• **Instructions for the task**
Reproduce everything in the Furby review from "The previous virtual" down to "abuse before breaking.".

|
|
When Virtual Pet's go 3D.
Tiger has had mixed reviews with me. With the Game.Com leaving me a little sour and my overall impression of Tiger's electronic entertainment not impressing me, I was expecting to be very dissapointed with Furby. As you can recall, Furby was the "must have toy" for the 1998 Christmas season. I wanted to get one, but I had to wait until April of 1999 to get one, and even then I didn't really get the one I was looking for. I settled for a second generation Furby, which basically means they fixed a potentially fatal flaw and these were the new "skins". I'll address the fatal flaw later on in detail.
The previous virtual pets were quite literally 2 dimensional: a small key-chain sized device with a simple LCD screen and the "pets" with predictable personalities depending on their evolution. Furby is much more complicated. Furby has a light sensor in the eyes, a motion sensor somewhere inside it, touch sensors on the front and back, an active base and an infrared wireless port above the eyes for communication with other Furbies. Because Furby can be picked up and viewed from any angle, this toy is a little friendlier to little kids. Please keep in mind that Furby is an electronic toy and it really won't take much abuse before breaking.

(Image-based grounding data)
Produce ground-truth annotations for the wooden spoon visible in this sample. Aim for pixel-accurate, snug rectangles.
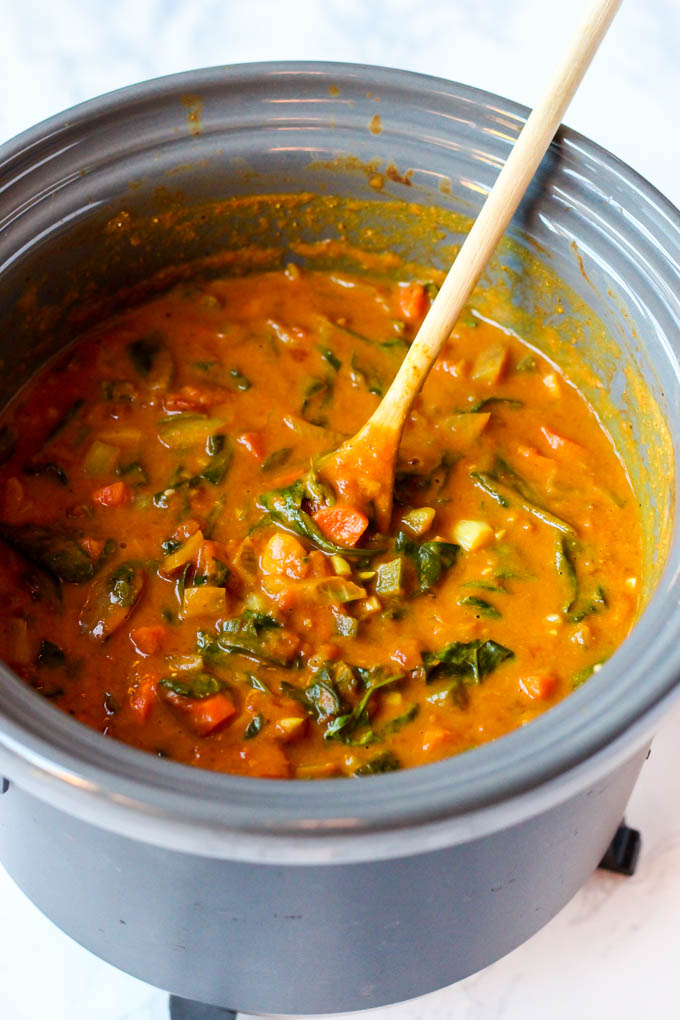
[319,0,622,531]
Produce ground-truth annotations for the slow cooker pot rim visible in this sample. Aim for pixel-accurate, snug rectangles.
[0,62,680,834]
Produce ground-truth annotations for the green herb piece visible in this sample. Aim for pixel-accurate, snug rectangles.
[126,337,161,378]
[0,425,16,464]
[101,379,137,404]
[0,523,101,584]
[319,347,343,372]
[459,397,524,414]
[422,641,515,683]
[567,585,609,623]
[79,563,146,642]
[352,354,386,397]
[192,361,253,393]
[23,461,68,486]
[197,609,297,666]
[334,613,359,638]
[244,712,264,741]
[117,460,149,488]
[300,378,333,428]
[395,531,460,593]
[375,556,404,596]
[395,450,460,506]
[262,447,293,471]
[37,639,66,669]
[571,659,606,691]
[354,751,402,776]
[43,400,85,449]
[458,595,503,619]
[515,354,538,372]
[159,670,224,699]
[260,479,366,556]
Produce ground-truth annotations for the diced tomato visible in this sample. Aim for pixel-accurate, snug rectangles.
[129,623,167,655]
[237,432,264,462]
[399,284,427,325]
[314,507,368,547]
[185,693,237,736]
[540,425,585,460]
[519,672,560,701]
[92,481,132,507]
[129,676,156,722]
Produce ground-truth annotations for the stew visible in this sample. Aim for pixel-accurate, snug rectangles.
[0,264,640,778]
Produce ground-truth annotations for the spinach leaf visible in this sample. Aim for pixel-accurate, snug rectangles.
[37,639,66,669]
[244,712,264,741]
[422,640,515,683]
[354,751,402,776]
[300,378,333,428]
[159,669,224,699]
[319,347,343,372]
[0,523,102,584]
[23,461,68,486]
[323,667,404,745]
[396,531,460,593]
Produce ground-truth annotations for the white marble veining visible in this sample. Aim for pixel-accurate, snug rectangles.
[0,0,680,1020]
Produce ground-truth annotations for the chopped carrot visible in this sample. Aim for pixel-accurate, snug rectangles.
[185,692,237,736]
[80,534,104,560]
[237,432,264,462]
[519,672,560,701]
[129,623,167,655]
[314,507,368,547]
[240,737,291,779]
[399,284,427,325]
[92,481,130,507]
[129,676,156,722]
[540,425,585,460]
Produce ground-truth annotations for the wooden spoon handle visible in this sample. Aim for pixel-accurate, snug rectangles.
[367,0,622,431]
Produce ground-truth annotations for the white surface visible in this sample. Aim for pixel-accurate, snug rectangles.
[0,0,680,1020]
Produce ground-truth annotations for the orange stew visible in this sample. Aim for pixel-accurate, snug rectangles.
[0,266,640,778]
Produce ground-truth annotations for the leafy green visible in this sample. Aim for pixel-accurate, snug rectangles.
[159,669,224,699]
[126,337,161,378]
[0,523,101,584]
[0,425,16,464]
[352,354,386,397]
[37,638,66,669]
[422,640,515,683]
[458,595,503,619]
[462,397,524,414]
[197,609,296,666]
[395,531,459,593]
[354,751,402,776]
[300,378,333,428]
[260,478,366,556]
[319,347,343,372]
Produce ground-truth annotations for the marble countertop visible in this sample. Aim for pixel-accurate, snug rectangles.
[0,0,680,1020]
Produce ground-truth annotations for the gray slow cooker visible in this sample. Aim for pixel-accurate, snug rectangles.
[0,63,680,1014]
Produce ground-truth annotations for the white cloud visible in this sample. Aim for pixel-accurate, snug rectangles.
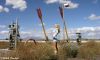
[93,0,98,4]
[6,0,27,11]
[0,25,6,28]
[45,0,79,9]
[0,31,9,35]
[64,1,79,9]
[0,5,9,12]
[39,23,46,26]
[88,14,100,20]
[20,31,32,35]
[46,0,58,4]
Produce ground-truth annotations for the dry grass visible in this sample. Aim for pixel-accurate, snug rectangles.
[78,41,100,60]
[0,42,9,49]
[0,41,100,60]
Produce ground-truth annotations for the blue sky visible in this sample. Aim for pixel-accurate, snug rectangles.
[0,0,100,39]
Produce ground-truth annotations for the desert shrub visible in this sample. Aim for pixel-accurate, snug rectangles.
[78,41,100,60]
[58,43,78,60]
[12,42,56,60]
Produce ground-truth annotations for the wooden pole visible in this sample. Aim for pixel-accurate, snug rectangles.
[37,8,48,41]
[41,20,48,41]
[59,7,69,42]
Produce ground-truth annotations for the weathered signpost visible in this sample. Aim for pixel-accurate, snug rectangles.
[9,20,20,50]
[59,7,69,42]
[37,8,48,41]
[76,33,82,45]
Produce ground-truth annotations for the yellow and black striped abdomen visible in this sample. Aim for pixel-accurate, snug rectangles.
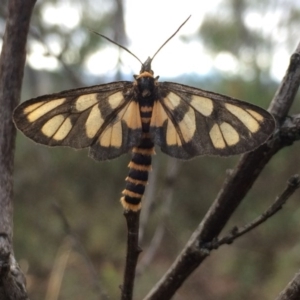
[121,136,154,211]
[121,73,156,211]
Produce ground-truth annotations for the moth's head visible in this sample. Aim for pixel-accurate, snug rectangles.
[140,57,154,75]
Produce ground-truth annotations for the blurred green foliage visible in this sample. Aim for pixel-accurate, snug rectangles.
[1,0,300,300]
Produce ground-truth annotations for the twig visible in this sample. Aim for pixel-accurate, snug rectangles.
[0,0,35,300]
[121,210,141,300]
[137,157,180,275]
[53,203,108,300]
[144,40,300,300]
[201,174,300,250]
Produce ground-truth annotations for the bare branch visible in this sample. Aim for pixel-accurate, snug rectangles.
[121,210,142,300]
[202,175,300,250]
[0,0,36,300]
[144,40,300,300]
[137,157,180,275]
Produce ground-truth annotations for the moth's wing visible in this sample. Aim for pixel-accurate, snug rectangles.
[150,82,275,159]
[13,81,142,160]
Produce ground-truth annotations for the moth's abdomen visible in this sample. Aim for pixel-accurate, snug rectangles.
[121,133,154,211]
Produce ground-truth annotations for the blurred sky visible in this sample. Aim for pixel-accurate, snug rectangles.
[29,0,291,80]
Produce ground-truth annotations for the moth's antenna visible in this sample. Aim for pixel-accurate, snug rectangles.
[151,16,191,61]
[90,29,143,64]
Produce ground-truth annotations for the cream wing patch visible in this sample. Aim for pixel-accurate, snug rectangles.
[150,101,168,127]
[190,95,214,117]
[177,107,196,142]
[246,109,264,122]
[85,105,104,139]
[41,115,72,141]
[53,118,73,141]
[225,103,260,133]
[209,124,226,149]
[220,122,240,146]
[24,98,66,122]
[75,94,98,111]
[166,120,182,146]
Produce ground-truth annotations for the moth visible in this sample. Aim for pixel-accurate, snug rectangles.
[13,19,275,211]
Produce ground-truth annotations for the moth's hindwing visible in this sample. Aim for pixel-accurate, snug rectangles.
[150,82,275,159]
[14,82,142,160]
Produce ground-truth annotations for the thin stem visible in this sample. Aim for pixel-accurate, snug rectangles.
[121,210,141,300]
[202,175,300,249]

• **Expected answer**
The previous virtual pets were quite literally 2 dimensional: a small key-chain sized device with a simple LCD screen and the "pets" with predictable personalities depending on their evolution. Furby is much more complicated. Furby has a light sensor in the eyes, a motion sensor somewhere inside it, touch sensors on the front and back, an active base and an infrared wireless port above the eyes for communication with other Furbies. Because Furby can be picked up and viewed from any angle, this toy is a little friendlier to little kids. Please keep in mind that Furby is an electronic toy and it really won't take much abuse before breaking.